[EL EJERCICIO] Repite al pie de la letra el pasaje de la reseña sobre Kékszakállú que empieza con "A un nivel macro, pasan" y sigue hasta "reina en Kékszakállú.".

[FRAGMENTO CITADO]
------
En un solo acto, como la ópera de Béla Bartók en la que se basa con amplitud, Gastón Solnicki hilvana en Kékszakállú una narración liberada de ataduras literales a través de escenas encadenadas por un cuidadoso montaje que se revelará musical; apoyada, a su vez, en el preciosista y estático aporte formal de los experimentados directores de fotografía Fernando Lockett y Diego Poleri.

La elipsis se confirma como el gran don del director argentino, que en los intersticios entre lo que muestra y no muestra construye su sagaz parábola contemporánea: un grupo de jóvenes mujeres de vínculo gregario pero difuso (¿son amigas, primas, hermanas?) se pasean por hoteles, piletas, museos de insectos, duermen, cocinan, se prueban ropa y contemplan el lejano horizonte desde ventanas, sillas y terrazas con la misma indiferente parsimonia con que revisan el cercano horizonte de sus celulares.

A un nivel macro, pasan del bucolismo deluxe del hospedaje de verano a las tareas domésticas urbanas y obligaciones curriculares. Los adultos aparecen poco, a veces para hacer cosquillas en los pies pero también para dar monótonas órdenes laborales. En ese sentido, el filme exhibe su lado más cómico y perverso cuando una de las chicas (Laila Maltz) choca un auto con torpeza amateur y acude desconsoladamente a su teléfono para pedir ayuda. Allí sale a la luz toda la desesperación contenida en las frágiles princesas del filme.

Solnicki complementa su desolador retrato de clase con el otro lado de esas herméticas vidas femeninas, en la rutina seriada y neutral de fábricas de telgopor, vasitos descartables o salchichas. El destierro privado y la falta de experiencia legítima es el mal atávico que reina en Kékszakállú.
------
(Datos registrados)

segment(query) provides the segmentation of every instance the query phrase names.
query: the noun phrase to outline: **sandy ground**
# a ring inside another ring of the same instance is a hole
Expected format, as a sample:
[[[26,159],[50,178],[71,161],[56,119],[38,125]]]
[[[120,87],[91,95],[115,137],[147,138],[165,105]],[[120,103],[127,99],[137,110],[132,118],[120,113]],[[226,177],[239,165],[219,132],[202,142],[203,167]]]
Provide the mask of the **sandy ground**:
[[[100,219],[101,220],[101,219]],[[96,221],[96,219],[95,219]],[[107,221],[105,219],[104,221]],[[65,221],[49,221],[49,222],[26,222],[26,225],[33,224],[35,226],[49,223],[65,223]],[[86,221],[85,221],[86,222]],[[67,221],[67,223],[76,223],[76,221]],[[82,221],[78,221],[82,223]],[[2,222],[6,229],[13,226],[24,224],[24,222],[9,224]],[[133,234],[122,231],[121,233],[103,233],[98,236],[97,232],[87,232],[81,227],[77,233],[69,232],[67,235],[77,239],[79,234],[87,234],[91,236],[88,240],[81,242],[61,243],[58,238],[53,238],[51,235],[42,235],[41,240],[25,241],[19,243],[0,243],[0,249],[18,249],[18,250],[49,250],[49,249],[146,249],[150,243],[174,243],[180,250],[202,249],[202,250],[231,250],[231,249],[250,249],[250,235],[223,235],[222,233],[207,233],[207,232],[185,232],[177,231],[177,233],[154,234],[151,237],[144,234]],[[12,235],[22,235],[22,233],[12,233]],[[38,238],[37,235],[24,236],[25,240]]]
------
[RESPUESTA DEL EJERCICIO]
A un nivel macro, pasan del bucolismo deluxe del hospedaje de verano a las tareas domésticas urbanas y obligaciones curriculares. Los adultos aparecen poco, a veces para hacer cosquillas en los pies pero también para dar monótonas órdenes laborales. En ese sentido, el filme exhibe su lado más cómico y perverso cuando una de las chicas (Laila Maltz) choca un auto con torpeza amateur y acude desconsoladamente a su teléfono para pedir ayuda. Allí sale a la luz toda la desesperación contenida en las frágiles princesas del filme.

Solnicki complementa su desolador retrato de clase con el otro lado de esas herméticas vidas femeninas, en la rutina seriada y neutral de fábricas de telgopor, vasitos descartables o salchichas. El destierro privado y la falta de experiencia legítima es el mal atávico que reina en Kékszakállú.